### TASK TO CARRY OUT
Leaving out the images, transcribe every record below exactly.

### SUPPLIED INFORMATION
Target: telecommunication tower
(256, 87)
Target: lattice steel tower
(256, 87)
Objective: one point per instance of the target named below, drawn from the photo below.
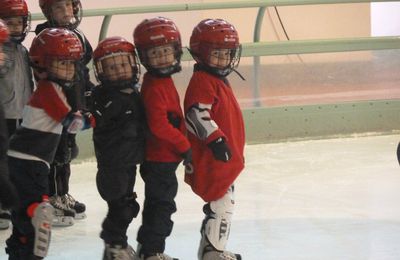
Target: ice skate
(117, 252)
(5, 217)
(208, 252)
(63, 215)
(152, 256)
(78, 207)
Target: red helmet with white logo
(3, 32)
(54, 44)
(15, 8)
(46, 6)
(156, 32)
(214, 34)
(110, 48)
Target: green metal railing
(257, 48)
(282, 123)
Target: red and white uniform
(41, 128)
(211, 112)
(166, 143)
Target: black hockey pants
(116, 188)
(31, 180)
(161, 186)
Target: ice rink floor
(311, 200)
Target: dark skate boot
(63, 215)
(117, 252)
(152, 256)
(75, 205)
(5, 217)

### WRITTEN RESPONSE
Target: telecommunication tower
(256, 87)
Target: lattice steel tower
(256, 87)
Objective: one point per instance of the target named below, drawn from the photo below.
Target: ice skate
(117, 252)
(5, 217)
(208, 252)
(63, 215)
(152, 256)
(78, 207)
Target: red helmet with white logo
(3, 32)
(54, 44)
(15, 8)
(46, 6)
(156, 32)
(214, 34)
(110, 48)
Target: green metal railing
(257, 48)
(282, 123)
Target: red and white uniform
(41, 128)
(211, 112)
(166, 143)
Target: black hockey pants
(116, 188)
(31, 180)
(161, 186)
Target: ice rink floor
(311, 200)
Target: dark skate boot
(63, 215)
(117, 252)
(152, 256)
(75, 205)
(5, 217)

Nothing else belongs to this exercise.